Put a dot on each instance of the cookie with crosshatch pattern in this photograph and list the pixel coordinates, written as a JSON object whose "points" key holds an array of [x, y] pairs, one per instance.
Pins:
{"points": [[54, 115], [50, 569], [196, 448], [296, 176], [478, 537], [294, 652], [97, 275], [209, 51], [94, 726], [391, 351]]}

* * *

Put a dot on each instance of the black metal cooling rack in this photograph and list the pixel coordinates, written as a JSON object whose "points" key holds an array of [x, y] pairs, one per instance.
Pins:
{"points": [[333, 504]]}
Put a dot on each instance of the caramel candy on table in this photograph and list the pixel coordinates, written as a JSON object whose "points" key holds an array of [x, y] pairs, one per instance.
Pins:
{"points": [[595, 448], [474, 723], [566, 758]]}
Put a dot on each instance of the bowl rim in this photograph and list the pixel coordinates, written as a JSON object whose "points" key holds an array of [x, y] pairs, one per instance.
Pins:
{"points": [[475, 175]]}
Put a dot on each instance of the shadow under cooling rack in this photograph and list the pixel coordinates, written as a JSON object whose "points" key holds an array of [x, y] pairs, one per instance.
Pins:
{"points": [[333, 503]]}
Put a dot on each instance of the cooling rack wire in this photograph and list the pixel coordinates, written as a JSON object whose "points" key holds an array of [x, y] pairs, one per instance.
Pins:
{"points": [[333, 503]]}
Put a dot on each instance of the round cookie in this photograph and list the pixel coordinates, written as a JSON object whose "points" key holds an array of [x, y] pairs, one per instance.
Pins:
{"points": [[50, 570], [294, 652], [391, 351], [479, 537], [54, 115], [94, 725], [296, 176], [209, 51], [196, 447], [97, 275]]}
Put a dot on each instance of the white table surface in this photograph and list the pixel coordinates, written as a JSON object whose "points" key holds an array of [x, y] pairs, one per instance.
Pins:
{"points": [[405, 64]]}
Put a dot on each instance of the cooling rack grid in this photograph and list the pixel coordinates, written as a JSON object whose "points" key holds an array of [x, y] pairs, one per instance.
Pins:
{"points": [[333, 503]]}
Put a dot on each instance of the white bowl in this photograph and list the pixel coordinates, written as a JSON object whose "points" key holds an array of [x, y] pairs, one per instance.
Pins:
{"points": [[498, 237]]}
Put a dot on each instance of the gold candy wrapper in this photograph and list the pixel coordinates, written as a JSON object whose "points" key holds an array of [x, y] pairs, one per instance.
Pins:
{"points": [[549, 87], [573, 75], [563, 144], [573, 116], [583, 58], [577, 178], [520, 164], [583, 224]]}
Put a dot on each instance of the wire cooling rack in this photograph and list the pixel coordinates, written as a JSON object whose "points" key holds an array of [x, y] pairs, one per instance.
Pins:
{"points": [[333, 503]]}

#### Work required
Please return every line of the items above that contains the word "bowl", matching case exactly.

#### Finished answer
Put a dot on each instance of the bowl rim in this photograph and list the pixel coordinates, written as a JSON object whose "points" key holds an array of [x, y] pairs, one per instance.
Put a dot on each instance of the white bowl in this photograph and list the pixel coordinates, written as a JSON object whose "points" key holds an array of [x, y] pairs, one per instance.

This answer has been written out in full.